### Article
Review: Silent Night, Deadly Night and Part 2 on Anchor Bay DVD

If the series has taught us anything, it’s that underneath the padding, Santa is one hot piece of ass.

Silent Night, Deadly Night | Silent Night, Deadly Night Part 2After the success of Halloween, all a slasher pic producer needed to concoct a new franchise was to pick a holiday and go from there. As if invoking this long-standing trend, Silent Night, Deadly Night appeared in 1984 almost anticipating the notoriety that dogged it: a low-budget, cakewalk-crashing hodgepodge that called dibs on Christmas before it even knew what to do with the holiday. Though Christmas had already played prominently in previous horror classics (the first segment of the exemplary Amicus horror anthology Tales from the Crypt, to name cinema’s finest “homicidal Santa” moment), angry mothers who objected to the film’s decidedly un-Norman Rockwell portrait of the Yuletide season came out of the woodwork to protest its very existence. Here was a film with an eye-catching (and even still admittedly iconic) ad campaign featuring Santa’s ax-clutching arm sticking out of a snow-laced chimney. Even worse, it featured not one, but two deranged men in red fat-suits raping and slashing their way through a winter wonderland before being shot down by cops in front of an orphanage of wide-eyed cherubs. Perhaps most outlandishly, the audience is meant to identify (or at the very least empathize) with Billy, the screwed-up kid who sees his parents raped and killed by the first “naughty” Santa and then grows up (and strappingly fine) to become a deranged serial killer himself come Christmastime. As it was made in the locked-down ’80s, the controversy was not too surprising. (Also indicative of the conservative times it was created in: the violence is kept to a bare minimum.) But lost in the controversy is the film’s unmistakably savage (and sadly archetypal) presentation of women’s death scenes, which are distressingly juxtaposed with the exposure of their breasts in a manner that implicates their sexuality with their “naughtiness,” or original sin as it were. This was obviously not new territory for the slasher genre, mind you, but Silent Night, Deadly Night brought the idea to new levels of cold sleaziness.

### Complete the following
A. Please summarize the review of the Silent Night, Deadly Night DVDs in two sentences.
B. Reproduce everything in the review from "Review: Silent Night, Deadly" down to "piece of ass.", word for word.

### Given entries
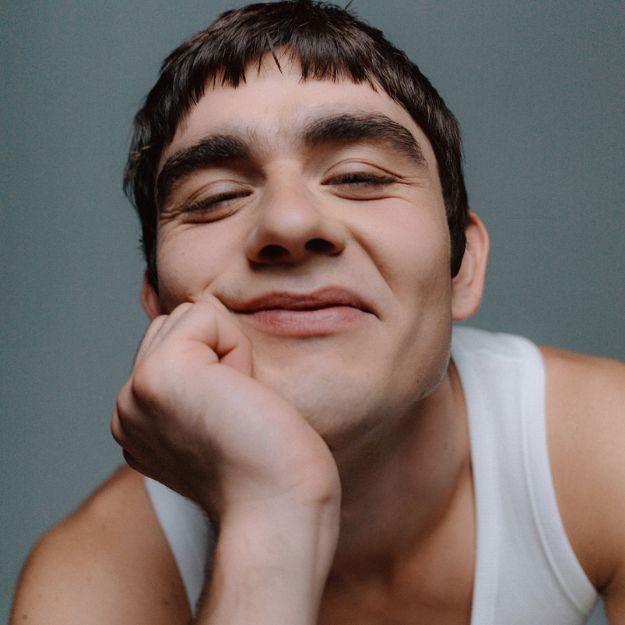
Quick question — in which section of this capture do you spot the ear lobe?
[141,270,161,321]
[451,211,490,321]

--

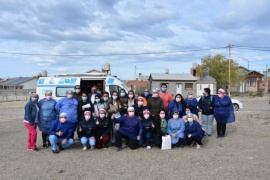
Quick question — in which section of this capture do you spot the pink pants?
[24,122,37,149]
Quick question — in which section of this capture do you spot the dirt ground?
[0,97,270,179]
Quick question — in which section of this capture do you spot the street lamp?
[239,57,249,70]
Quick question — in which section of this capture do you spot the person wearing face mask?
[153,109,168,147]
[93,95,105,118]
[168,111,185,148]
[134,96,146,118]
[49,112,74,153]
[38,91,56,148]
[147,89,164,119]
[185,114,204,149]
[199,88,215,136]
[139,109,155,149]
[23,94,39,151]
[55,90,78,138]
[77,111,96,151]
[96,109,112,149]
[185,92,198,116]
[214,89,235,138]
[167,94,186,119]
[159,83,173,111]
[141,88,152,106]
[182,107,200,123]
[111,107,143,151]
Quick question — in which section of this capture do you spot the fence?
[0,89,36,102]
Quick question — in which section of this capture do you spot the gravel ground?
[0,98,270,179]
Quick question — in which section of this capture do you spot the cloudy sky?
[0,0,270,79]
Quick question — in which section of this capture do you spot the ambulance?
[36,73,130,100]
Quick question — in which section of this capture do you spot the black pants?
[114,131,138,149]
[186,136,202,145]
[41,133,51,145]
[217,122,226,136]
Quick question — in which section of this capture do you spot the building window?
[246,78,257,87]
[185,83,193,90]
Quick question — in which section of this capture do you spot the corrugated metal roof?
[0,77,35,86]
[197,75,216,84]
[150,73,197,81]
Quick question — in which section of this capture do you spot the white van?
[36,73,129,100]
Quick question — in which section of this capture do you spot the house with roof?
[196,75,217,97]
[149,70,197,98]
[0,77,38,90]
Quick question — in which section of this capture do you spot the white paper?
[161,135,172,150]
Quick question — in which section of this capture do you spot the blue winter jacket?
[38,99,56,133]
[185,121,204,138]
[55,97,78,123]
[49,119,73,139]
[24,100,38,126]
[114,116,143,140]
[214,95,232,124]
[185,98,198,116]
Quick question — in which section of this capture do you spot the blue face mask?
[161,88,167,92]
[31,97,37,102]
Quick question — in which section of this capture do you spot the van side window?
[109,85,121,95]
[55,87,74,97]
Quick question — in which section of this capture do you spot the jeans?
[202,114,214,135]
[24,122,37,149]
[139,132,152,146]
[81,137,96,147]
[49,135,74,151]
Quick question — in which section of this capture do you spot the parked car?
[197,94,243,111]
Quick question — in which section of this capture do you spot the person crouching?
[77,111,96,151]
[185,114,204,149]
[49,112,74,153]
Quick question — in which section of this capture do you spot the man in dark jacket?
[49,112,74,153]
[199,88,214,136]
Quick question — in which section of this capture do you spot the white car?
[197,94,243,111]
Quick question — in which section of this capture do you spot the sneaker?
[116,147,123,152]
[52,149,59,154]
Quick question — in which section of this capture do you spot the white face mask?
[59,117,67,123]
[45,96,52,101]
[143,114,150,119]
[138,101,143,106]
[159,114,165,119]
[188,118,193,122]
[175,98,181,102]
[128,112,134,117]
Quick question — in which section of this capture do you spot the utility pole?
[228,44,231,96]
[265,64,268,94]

...

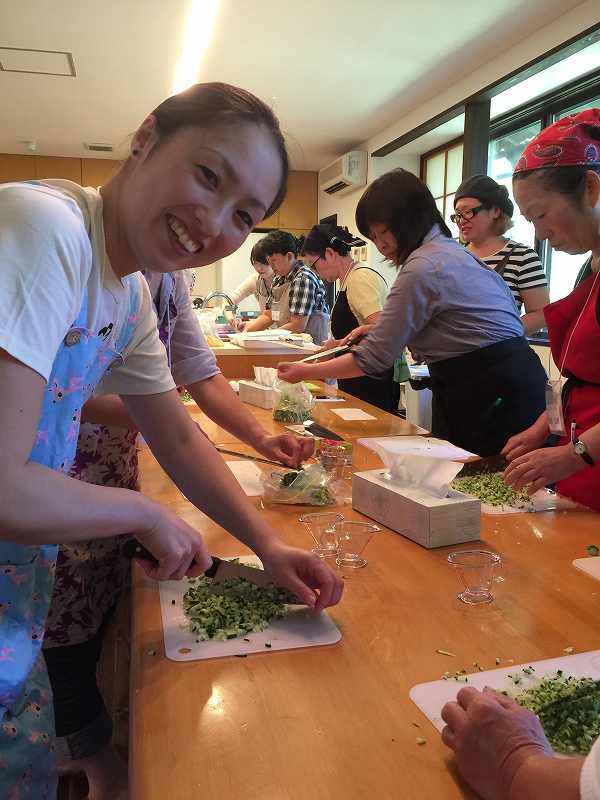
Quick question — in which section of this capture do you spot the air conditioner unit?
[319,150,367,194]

### Solutions per task
A. The review describes Silent Night, Deadly Night as a low-budget 1984 slasher that claimed Christmas as its holiday, following Billy, who sees his parents raped and killed by the first "naughty" Santa and grows up to become a deranged serial killer at Christmastime, and it notes that angry mothers came out to protest the film's very existence. It argues that the controversy overshadowed the film's savage presentation of women's death scenes, which pairs the exposure of their breasts with their deaths in a way that ties their sexuality to their "naughtiness."

B.
Review: Silent Night, Deadly Night and Part 2 on Anchor Bay DVD

If the series has taught us anything, it’s that underneath the padding, Santa is one hot piece of ass.